# Material provided
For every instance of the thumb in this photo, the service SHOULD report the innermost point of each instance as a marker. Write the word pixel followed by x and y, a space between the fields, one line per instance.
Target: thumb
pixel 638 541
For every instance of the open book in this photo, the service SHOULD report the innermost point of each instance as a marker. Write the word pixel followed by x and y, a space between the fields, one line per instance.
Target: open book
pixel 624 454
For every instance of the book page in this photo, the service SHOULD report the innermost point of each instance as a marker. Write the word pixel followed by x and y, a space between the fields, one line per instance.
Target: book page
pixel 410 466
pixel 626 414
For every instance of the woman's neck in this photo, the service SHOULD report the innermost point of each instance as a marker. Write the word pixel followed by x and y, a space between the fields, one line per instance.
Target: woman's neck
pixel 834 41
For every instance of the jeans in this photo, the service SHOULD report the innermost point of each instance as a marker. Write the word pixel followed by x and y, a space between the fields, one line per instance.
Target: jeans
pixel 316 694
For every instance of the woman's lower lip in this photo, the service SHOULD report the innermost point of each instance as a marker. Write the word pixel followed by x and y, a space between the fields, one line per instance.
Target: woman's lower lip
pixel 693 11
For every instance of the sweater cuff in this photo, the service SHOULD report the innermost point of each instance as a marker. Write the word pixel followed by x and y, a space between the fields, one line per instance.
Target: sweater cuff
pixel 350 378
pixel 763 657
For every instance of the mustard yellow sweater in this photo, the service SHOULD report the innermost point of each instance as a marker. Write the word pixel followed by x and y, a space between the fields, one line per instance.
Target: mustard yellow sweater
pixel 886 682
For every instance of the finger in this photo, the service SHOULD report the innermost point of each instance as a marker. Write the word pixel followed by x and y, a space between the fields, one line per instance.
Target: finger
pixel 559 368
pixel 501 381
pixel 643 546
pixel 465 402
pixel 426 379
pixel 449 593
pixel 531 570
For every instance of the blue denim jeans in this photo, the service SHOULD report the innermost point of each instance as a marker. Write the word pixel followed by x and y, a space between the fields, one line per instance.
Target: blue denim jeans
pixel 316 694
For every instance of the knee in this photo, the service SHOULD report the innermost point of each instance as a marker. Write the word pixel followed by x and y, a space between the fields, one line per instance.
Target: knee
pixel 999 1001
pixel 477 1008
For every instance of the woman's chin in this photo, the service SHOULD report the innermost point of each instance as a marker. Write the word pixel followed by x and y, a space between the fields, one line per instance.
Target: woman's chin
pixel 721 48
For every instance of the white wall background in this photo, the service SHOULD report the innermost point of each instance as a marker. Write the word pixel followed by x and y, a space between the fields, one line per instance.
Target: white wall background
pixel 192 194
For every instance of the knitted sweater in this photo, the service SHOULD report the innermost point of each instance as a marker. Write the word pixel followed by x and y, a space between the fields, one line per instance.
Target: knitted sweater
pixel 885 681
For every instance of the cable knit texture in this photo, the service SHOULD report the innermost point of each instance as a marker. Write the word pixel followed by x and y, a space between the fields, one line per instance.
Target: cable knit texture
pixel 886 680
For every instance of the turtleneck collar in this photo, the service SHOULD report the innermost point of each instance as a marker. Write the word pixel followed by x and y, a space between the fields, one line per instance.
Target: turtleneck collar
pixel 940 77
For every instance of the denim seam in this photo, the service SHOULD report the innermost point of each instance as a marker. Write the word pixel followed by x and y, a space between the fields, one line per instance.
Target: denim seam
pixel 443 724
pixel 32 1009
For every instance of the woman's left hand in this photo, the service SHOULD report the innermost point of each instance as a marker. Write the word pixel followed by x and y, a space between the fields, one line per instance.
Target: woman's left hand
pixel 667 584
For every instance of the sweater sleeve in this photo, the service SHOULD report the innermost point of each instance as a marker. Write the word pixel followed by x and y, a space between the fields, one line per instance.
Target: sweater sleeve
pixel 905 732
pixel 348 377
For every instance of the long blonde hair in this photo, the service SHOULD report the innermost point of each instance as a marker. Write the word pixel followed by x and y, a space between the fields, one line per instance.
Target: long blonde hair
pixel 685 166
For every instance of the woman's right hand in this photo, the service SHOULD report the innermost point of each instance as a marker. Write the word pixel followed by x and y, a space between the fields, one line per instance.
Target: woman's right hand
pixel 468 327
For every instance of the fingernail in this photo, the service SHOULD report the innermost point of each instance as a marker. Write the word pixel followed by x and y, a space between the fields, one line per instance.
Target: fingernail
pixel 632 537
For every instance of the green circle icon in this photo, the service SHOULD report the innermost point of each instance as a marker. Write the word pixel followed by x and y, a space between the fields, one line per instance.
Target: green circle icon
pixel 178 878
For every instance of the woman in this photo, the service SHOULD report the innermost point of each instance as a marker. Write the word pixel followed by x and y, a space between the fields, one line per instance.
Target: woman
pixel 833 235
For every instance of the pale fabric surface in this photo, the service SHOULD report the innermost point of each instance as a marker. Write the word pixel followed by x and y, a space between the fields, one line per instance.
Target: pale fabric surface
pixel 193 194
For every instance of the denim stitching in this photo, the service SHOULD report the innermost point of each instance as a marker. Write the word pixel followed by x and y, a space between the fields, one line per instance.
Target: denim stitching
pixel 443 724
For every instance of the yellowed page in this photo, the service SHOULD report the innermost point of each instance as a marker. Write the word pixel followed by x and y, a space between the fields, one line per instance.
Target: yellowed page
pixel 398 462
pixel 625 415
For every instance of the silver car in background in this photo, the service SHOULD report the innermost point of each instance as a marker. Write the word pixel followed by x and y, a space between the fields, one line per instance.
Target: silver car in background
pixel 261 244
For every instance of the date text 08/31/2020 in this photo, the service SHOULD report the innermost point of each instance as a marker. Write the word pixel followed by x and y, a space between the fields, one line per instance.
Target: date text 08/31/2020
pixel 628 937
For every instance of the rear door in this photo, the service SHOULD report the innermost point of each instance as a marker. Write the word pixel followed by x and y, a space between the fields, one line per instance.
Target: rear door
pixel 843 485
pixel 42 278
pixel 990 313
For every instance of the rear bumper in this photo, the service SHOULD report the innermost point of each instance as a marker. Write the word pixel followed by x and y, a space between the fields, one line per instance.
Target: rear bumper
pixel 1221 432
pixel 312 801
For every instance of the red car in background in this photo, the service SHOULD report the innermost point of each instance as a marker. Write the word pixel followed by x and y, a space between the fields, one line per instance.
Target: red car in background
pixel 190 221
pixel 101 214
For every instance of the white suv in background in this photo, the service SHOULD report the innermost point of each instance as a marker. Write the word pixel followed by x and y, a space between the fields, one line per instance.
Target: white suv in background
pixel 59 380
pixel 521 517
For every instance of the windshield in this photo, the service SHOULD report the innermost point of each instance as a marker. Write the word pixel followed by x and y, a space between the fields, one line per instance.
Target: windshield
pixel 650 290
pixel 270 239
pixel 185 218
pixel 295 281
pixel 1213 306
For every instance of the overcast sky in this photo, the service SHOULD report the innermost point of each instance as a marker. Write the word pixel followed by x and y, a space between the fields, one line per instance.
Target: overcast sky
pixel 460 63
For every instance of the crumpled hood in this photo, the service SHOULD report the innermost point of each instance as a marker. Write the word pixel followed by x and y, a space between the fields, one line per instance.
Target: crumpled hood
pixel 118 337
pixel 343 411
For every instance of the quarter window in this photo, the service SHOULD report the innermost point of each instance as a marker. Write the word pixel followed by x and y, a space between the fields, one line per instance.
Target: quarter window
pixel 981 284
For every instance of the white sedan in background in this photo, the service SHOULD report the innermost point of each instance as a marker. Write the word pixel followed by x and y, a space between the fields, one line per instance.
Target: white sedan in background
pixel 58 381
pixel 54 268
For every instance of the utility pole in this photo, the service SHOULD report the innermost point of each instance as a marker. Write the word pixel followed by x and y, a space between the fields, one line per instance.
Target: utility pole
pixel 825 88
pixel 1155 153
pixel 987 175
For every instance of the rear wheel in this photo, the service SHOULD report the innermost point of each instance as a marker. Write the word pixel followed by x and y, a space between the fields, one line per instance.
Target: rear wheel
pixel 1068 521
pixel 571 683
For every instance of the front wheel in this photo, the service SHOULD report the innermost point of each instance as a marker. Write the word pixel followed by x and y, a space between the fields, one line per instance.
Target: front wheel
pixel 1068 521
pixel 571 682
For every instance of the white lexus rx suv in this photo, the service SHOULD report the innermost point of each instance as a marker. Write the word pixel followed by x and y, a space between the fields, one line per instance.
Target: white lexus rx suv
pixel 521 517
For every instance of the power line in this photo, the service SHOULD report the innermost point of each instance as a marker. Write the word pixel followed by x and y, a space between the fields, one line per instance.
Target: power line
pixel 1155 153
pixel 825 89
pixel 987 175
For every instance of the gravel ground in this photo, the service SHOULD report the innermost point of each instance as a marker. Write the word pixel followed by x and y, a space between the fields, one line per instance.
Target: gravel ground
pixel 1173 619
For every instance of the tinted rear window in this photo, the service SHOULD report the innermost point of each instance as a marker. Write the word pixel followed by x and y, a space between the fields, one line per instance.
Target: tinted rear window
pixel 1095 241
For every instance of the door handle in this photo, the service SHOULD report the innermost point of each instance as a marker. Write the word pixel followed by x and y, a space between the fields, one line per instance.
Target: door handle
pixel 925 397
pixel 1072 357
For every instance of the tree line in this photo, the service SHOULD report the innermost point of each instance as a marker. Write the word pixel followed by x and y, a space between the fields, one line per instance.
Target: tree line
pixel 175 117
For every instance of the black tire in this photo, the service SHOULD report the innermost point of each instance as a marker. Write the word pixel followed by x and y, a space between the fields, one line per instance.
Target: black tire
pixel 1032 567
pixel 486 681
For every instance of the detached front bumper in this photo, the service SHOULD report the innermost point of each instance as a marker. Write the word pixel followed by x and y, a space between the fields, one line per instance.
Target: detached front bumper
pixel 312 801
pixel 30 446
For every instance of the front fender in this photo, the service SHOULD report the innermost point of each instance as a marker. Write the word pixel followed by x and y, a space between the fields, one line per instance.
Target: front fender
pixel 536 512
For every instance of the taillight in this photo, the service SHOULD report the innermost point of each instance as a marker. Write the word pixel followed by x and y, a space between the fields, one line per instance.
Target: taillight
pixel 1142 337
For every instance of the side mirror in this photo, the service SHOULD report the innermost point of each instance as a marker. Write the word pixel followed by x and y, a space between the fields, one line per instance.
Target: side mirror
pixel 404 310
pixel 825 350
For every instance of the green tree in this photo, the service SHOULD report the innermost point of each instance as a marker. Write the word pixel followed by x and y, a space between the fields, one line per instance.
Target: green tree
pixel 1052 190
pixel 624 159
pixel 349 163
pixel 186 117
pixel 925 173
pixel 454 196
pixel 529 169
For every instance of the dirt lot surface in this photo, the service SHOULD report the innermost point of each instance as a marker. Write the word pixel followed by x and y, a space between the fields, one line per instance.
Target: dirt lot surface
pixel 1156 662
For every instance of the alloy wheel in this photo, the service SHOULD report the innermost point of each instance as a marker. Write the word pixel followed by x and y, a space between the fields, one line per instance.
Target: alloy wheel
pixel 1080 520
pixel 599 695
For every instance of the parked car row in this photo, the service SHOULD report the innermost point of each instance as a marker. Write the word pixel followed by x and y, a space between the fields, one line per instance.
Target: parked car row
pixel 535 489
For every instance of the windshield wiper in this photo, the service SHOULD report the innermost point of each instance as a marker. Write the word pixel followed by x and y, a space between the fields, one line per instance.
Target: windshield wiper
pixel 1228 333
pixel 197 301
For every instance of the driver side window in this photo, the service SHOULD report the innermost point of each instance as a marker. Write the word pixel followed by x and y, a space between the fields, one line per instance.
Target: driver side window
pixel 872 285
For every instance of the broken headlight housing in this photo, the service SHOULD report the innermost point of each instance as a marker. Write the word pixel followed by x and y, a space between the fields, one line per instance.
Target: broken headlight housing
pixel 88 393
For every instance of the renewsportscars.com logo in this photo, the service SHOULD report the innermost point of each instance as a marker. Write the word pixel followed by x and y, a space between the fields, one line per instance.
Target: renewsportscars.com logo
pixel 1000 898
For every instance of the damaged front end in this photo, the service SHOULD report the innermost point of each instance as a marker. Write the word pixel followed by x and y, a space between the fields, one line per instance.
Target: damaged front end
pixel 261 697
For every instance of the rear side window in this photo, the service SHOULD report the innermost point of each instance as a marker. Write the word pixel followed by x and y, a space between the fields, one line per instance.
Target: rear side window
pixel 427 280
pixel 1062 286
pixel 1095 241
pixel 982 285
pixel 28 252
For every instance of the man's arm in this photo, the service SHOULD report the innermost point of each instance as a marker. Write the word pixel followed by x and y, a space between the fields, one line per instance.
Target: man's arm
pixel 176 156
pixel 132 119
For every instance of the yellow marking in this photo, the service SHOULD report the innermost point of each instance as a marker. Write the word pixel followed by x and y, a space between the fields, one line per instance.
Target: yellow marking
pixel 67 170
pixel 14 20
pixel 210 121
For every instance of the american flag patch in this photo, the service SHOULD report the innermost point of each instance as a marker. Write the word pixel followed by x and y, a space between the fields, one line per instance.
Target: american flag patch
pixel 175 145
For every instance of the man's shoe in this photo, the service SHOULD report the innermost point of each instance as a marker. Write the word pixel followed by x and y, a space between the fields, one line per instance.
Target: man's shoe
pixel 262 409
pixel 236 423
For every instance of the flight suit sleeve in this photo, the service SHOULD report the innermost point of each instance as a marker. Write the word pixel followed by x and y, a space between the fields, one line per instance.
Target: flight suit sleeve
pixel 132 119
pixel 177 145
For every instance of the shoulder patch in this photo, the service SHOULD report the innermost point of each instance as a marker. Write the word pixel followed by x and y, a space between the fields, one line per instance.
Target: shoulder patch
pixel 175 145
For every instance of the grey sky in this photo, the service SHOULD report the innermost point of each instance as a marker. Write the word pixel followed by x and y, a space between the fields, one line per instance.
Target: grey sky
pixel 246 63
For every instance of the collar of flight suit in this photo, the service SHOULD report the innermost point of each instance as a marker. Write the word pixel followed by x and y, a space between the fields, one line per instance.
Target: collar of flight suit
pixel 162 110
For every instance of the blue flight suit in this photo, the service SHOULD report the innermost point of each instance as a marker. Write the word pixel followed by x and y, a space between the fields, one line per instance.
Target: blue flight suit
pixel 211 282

# Work order
In the material above, transcribe exactly the lines beginning at the one with "Target: front wheel" and ending at the one with "For every instance of the power", both included.

# Task output
Target: front wheel
pixel 1068 521
pixel 571 682
For every instance of the white lexus rx suv in this photo, the service SHOULD report the innermost point of each instance as a marker. Write the word pixel followed by x and y, a space between the fields, one line per instance.
Target: white lexus rx suv
pixel 521 517
For every instance of the power line in this photo, the service SHOULD report the innermost point of each instance as a marker. Write the word pixel followed by x and y, a space between the fields, one line per instance.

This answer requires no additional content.